Your task:
Bring together copies of the lines in the data below that contain the word "orange".

Records from a collection
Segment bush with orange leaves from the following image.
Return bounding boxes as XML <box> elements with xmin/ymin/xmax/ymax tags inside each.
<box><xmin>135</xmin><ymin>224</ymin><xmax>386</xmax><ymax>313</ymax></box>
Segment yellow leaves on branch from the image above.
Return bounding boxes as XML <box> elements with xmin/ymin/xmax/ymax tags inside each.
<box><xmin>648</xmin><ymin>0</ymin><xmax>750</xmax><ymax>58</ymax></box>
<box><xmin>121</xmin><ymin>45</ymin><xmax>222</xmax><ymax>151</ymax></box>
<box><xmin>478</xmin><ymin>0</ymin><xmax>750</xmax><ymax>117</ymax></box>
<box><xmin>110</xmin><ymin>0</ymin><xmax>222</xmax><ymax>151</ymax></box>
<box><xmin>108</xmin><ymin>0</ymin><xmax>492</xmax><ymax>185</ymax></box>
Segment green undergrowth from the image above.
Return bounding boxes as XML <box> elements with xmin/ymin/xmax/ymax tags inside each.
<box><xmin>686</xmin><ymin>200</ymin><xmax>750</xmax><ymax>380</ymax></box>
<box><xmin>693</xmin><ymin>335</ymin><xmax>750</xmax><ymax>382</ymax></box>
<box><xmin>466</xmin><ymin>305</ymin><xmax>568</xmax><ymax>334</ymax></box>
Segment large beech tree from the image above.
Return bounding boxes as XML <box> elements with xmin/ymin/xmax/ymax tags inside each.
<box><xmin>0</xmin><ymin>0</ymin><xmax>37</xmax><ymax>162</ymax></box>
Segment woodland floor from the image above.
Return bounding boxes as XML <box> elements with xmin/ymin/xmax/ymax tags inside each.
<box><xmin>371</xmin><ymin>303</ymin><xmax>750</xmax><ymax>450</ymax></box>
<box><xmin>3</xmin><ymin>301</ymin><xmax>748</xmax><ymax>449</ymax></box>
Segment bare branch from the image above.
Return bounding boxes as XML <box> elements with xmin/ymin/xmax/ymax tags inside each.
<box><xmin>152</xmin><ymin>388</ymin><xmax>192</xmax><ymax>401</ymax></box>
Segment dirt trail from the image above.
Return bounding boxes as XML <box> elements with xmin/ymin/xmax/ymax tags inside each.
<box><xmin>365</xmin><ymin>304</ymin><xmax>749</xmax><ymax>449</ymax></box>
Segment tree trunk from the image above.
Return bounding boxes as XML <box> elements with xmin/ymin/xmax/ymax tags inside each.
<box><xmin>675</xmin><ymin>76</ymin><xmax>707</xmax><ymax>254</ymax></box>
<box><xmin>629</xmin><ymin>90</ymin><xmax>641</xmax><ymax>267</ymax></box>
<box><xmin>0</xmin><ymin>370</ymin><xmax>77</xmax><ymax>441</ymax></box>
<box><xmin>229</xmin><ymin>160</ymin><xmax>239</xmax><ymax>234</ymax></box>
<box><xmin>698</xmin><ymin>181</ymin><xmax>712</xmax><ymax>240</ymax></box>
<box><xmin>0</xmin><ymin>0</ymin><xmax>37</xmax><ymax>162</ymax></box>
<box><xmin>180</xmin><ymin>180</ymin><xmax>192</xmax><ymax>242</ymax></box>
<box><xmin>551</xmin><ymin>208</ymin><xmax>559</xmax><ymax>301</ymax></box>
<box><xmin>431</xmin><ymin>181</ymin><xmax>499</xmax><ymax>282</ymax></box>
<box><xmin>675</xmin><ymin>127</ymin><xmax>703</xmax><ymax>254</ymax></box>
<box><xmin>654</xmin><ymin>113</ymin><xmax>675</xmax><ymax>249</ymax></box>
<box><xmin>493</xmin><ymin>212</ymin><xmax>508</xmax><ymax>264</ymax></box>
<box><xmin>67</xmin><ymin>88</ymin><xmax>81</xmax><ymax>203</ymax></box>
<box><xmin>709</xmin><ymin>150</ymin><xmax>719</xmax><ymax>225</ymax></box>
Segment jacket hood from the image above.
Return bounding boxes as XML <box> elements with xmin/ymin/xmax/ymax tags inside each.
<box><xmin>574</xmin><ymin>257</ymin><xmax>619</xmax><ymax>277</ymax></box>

--

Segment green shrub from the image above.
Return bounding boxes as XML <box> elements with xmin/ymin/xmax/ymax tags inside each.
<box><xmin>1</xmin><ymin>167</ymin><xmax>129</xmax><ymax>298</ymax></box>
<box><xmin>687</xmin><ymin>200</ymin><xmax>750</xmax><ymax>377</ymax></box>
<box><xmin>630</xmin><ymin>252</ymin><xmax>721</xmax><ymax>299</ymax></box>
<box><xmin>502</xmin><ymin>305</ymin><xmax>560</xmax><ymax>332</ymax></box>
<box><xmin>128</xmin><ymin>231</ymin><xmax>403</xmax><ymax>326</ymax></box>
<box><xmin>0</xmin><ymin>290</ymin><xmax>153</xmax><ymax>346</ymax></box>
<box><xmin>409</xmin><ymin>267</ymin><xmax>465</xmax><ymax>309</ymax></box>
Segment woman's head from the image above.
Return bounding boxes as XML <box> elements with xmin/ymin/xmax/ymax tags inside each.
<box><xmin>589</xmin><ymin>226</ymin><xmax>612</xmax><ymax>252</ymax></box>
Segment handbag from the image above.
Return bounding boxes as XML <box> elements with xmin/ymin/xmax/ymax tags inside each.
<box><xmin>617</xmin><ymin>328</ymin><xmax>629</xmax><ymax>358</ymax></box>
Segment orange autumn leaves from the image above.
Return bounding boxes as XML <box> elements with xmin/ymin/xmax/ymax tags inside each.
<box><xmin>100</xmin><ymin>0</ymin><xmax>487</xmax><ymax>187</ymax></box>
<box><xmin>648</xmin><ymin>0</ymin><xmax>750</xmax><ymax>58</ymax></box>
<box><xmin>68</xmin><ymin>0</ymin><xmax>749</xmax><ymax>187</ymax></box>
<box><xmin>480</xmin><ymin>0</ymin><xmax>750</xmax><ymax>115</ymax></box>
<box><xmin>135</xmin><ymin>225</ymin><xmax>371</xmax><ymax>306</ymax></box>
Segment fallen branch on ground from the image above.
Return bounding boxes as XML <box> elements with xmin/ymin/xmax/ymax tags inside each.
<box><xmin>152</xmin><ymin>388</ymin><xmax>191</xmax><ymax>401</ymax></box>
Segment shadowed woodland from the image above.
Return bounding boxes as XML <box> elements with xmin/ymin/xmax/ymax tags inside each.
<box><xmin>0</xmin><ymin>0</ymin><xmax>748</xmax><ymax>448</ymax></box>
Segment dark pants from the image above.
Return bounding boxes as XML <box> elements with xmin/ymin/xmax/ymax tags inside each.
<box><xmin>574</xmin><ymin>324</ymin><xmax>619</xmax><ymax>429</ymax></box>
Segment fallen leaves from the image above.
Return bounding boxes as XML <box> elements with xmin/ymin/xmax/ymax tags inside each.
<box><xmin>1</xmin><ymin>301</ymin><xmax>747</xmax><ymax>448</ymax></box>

Answer:
Segment bush with orange leaves from the following image.
Segment orange autumn leaves from the image above.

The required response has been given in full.